— Exercise details —
Gather each line of the items below that contains the word "driveway" and copy it unchanged.

— Pointing dataset records —
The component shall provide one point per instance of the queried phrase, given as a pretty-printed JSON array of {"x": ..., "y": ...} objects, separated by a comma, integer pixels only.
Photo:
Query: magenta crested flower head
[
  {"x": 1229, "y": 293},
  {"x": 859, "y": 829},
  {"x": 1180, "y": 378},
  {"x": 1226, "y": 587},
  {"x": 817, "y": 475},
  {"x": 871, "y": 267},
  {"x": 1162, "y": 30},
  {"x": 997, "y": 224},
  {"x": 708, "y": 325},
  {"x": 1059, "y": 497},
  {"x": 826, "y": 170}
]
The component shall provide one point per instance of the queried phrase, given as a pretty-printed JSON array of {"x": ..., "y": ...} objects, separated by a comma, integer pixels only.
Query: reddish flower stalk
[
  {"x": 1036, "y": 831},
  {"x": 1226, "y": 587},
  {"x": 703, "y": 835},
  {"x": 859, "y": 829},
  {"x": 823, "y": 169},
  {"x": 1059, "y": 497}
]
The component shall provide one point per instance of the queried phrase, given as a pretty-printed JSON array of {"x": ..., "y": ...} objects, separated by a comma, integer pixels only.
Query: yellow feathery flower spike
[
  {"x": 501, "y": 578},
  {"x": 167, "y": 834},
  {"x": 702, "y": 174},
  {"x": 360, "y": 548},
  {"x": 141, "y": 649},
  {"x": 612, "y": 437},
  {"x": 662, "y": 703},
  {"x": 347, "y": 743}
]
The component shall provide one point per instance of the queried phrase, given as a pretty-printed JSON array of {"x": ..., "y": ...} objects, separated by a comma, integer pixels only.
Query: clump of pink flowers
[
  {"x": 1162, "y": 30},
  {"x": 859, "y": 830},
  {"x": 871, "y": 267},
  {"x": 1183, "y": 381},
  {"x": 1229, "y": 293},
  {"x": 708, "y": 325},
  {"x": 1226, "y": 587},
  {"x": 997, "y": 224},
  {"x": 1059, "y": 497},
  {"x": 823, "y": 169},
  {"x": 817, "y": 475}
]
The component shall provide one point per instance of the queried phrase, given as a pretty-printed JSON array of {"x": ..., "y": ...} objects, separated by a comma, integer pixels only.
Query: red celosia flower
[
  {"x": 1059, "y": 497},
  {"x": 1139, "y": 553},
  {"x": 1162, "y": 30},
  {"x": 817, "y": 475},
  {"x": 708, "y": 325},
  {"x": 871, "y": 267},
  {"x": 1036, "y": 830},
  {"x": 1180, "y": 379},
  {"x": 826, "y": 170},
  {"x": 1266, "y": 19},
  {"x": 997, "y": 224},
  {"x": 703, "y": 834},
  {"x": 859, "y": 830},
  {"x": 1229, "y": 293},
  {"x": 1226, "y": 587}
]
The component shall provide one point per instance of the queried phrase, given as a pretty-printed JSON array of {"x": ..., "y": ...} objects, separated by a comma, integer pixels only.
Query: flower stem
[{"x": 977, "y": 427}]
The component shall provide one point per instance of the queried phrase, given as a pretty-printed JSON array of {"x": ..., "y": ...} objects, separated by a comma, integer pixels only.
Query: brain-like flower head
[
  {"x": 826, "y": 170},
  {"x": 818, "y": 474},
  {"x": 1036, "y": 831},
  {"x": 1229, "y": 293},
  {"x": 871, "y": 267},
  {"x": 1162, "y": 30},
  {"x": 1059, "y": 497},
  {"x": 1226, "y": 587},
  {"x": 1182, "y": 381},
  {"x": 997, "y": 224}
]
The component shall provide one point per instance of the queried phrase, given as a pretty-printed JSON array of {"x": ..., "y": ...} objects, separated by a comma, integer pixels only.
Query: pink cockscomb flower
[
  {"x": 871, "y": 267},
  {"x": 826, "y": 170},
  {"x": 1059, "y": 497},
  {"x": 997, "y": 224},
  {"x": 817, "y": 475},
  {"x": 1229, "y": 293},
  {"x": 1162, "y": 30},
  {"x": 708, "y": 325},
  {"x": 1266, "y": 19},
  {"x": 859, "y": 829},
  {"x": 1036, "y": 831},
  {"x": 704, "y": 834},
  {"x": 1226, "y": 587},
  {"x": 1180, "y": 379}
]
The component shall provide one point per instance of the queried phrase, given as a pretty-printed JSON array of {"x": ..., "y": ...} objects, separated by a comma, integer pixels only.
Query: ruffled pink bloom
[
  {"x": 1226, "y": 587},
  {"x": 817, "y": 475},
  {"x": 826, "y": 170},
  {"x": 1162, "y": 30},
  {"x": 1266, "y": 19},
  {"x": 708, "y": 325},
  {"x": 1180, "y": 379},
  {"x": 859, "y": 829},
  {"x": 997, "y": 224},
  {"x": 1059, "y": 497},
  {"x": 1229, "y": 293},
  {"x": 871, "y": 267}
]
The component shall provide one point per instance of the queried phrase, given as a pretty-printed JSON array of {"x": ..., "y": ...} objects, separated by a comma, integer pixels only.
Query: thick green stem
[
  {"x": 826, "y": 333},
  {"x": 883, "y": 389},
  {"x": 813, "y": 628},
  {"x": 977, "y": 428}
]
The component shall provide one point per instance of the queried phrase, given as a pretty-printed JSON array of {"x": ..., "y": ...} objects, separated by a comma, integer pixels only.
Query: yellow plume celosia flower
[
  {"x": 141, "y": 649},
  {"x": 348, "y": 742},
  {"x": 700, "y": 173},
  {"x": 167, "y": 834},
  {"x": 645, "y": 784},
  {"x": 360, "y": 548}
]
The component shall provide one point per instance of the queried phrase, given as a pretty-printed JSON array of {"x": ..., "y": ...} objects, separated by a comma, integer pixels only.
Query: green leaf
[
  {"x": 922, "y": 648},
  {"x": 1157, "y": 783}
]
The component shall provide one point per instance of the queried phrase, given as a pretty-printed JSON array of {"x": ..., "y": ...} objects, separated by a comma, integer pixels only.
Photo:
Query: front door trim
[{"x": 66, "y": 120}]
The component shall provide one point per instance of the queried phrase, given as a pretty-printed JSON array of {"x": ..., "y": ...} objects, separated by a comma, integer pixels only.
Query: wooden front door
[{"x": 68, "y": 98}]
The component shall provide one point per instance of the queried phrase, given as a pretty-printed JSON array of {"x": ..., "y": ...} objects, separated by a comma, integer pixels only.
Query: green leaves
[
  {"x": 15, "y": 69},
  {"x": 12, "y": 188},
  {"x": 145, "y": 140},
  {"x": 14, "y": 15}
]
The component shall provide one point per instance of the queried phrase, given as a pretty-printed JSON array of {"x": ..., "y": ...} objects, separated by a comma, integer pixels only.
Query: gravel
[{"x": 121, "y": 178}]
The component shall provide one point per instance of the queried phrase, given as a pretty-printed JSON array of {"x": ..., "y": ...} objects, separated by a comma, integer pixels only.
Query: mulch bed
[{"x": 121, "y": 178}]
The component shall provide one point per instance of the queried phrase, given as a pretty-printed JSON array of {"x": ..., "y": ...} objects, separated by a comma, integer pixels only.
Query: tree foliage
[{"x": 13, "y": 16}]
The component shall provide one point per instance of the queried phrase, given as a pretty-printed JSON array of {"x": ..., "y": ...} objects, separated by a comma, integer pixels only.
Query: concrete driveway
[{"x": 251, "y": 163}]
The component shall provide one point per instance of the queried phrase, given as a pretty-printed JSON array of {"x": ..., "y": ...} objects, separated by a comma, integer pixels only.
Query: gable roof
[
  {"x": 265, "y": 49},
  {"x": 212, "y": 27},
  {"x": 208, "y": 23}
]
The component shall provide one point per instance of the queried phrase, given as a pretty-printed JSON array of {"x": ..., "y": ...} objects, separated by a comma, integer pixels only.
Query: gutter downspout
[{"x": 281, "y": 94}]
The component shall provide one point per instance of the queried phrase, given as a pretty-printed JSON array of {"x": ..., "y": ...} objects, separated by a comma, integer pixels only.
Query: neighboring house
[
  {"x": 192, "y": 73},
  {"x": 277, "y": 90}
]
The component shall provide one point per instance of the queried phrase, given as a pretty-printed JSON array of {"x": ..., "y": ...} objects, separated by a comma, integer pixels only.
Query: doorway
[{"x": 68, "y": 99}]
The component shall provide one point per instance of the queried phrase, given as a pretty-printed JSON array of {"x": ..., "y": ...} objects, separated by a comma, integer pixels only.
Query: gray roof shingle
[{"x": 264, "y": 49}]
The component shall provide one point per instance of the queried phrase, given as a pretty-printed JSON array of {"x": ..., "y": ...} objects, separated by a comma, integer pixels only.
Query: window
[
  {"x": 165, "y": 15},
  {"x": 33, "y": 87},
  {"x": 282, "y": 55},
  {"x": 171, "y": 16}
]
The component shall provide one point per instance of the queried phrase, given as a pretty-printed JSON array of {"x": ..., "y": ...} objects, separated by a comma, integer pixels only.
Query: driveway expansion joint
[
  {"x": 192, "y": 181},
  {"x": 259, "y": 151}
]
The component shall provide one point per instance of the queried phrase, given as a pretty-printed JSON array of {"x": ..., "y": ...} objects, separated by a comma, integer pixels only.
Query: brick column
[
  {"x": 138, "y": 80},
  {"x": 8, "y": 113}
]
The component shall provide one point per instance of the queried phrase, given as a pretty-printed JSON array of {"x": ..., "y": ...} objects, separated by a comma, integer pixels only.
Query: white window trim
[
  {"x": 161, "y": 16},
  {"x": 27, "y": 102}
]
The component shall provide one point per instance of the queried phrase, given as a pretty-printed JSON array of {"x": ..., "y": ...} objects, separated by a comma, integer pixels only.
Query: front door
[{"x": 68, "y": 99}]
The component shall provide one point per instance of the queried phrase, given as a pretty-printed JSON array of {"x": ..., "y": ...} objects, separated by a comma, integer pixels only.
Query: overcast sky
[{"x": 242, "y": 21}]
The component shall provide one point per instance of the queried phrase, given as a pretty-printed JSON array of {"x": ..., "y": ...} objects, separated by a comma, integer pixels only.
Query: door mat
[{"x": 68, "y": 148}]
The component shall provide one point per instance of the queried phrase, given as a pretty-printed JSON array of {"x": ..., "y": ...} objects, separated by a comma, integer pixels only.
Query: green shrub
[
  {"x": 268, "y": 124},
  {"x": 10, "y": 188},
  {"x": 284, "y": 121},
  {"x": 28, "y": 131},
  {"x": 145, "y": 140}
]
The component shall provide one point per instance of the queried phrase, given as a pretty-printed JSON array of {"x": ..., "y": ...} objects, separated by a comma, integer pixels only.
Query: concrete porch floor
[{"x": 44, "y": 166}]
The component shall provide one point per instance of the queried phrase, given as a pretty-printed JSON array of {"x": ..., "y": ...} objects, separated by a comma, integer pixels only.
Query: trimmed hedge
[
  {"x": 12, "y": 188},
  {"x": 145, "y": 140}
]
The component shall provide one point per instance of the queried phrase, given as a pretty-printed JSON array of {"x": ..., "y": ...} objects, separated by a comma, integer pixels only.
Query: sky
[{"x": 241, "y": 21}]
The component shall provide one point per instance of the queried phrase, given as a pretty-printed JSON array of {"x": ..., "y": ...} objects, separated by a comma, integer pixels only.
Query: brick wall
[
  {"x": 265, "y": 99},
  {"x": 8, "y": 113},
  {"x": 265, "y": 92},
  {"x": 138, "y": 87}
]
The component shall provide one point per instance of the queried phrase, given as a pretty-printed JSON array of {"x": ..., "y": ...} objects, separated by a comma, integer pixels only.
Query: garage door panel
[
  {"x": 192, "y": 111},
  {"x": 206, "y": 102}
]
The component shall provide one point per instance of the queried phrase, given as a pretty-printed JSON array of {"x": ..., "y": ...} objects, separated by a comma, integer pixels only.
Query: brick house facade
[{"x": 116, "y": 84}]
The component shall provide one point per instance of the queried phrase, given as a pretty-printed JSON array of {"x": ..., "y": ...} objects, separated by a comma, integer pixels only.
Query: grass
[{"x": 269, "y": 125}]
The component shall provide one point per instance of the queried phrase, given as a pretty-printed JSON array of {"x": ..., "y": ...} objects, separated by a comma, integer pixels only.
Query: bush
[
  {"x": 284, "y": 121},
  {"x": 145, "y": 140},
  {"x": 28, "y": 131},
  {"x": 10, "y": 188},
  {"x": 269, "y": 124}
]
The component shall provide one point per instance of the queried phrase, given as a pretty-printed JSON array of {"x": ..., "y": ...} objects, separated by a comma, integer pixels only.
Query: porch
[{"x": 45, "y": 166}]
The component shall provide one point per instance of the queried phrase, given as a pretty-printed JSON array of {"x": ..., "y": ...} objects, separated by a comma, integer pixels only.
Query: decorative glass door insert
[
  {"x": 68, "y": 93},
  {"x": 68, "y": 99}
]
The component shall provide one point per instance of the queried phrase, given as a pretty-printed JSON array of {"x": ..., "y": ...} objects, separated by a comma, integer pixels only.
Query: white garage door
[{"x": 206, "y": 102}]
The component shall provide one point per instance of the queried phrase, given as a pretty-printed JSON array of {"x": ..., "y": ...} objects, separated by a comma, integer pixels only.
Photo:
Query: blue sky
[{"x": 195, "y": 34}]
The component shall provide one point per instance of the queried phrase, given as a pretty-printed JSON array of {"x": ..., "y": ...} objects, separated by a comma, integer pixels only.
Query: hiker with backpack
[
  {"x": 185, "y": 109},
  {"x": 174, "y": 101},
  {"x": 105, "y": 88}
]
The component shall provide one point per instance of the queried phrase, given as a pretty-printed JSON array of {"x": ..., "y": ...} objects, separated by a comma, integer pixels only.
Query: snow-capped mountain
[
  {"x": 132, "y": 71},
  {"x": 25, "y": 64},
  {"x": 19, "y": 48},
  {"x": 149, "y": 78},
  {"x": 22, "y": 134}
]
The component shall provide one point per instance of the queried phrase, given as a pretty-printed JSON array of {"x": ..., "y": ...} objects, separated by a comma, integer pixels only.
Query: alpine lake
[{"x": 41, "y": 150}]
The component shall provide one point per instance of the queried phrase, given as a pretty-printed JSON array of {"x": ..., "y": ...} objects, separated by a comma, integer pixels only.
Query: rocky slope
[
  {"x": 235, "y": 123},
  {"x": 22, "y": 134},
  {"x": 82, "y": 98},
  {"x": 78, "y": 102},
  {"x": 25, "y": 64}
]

— Solution —
Query: concrete driveway
Query: driveway expansion joint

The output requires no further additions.